*Короткое задание:*
Перепишите все записи ниже, заменив «one marker per instance» на «one point per instance». Остальное оставьте без изменений.

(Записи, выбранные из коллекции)
%%

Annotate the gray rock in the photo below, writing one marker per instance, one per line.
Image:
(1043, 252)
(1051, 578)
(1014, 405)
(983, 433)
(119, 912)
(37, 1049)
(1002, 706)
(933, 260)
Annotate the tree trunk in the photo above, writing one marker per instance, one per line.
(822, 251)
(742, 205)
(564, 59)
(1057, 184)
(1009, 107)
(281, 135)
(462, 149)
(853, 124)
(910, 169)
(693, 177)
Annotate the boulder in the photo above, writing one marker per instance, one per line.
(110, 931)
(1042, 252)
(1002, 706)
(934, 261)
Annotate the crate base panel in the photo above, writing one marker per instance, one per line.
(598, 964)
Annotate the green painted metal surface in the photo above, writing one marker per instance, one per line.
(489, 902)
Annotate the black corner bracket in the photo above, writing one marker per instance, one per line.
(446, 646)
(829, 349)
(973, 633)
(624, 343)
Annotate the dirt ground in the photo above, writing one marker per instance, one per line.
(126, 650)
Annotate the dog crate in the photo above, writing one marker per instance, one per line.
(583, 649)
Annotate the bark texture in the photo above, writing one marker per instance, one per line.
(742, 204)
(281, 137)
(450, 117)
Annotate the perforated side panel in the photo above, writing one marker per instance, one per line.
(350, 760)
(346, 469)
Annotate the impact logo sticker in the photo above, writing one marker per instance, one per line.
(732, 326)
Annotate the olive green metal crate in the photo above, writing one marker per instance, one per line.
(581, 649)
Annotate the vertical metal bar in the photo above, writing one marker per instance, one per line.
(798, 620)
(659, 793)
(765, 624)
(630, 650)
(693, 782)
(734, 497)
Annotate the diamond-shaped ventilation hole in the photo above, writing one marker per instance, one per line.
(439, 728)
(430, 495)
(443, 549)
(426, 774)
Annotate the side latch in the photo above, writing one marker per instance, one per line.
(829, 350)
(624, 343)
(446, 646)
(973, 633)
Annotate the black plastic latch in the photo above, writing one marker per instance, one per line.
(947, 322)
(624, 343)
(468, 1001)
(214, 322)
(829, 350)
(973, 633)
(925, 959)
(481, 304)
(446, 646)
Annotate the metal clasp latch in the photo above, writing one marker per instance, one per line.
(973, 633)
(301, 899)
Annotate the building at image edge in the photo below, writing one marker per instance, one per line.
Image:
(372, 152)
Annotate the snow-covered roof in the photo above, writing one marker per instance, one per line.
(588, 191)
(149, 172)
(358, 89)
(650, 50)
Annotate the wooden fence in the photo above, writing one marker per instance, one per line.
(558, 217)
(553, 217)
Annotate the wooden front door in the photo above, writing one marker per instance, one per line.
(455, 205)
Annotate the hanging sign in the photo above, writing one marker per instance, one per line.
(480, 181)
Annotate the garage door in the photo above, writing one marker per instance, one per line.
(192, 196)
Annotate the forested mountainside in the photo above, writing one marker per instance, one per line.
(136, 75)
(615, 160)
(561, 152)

%%

*Результат упражнения:*
Annotate the gray rock in the photo below, writing one point per instance, one per line.
Image:
(1043, 252)
(1051, 578)
(1014, 405)
(983, 433)
(119, 912)
(37, 1049)
(1002, 706)
(933, 260)
Annotate the tree trunk in the photo above, writing one point per instance, one per line.
(822, 251)
(742, 205)
(564, 59)
(1057, 184)
(1009, 107)
(281, 135)
(462, 149)
(853, 124)
(910, 169)
(693, 177)
Annotate the boulder in the photo above, writing one point per instance, one per line.
(110, 931)
(1042, 252)
(1002, 706)
(934, 261)
Annotate the crate base panel in the photo above, writing one point per instance, one per line.
(598, 964)
Annotate the green painted metal surface in the photo above, writing one point per instance, one per line.
(489, 902)
Annotate the black corner bracket in the photo above, writing one point per instance, one per line.
(446, 646)
(829, 349)
(973, 633)
(624, 343)
Annotate the dirt ground in the photo above, writing one point per instance, one per line.
(126, 650)
Annotate the dog crate in the photo above, writing one point per instance, one per line.
(583, 649)
Annotate the bark texture in the photo above, writing one point per instance, one per line.
(742, 204)
(281, 137)
(450, 117)
Annotate the perforated side panel in the photo above, writing one point per instance, one per line.
(350, 760)
(346, 469)
Annotate the impact logo sticker in the photo above, writing one point per instance, one per line.
(732, 326)
Annotate the olive green metal crate in the photo above, writing one point per instance, one per line.
(581, 649)
Annotate the vertical metal bar in the photo above, writing one point per instance, one per line.
(798, 620)
(659, 793)
(765, 624)
(630, 650)
(693, 782)
(734, 497)
Annotate the diamond-shaped ventilation hole in the photo above, writing one point per instance, one per line.
(439, 728)
(430, 495)
(443, 549)
(426, 774)
Annotate the side latch in the photo above, writing one point per instance, one per line.
(829, 350)
(624, 343)
(446, 646)
(973, 633)
Annotate the black plastic latch in the photo above, writing one point per instance, one per line.
(947, 322)
(624, 343)
(468, 1001)
(214, 322)
(829, 350)
(973, 633)
(925, 959)
(481, 304)
(446, 646)
Annotate the metal clasp latch in the photo above, writing one point per instance, one per line.
(973, 633)
(301, 899)
Annotate the building at image edge in the photo below, writing one point per instance, one per line.
Image:
(372, 152)
Annotate the snow-covered roof in the photo above, writing one point per instance, one per line.
(588, 191)
(149, 172)
(358, 89)
(650, 50)
Annotate the wooden fence in the photo above, writing one point per instance, one per line.
(558, 217)
(553, 217)
Annotate the wooden front door in the photo above, writing one point per instance, one per line.
(455, 205)
Annotate the hanging sign in the photo above, writing one point per instance, one per line.
(480, 181)
Annotate the garage door in the photo above, writing one point per instance, one per line.
(192, 196)
Annotate the forested mountainside in the photo above, writing one point per instance, one per line.
(136, 75)
(615, 160)
(561, 152)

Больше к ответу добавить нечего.